### [What is needed]
Your answer should repeat every line of the records below in which the word "aquatic" appears.

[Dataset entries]
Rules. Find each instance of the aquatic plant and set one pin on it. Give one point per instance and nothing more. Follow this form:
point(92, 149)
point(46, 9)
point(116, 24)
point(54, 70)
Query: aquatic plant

### [Problem solution]
Rules. Find each instance of the aquatic plant and set one pin on it. Give one point per instance and nothing more. Follow this form:
Query: aquatic plant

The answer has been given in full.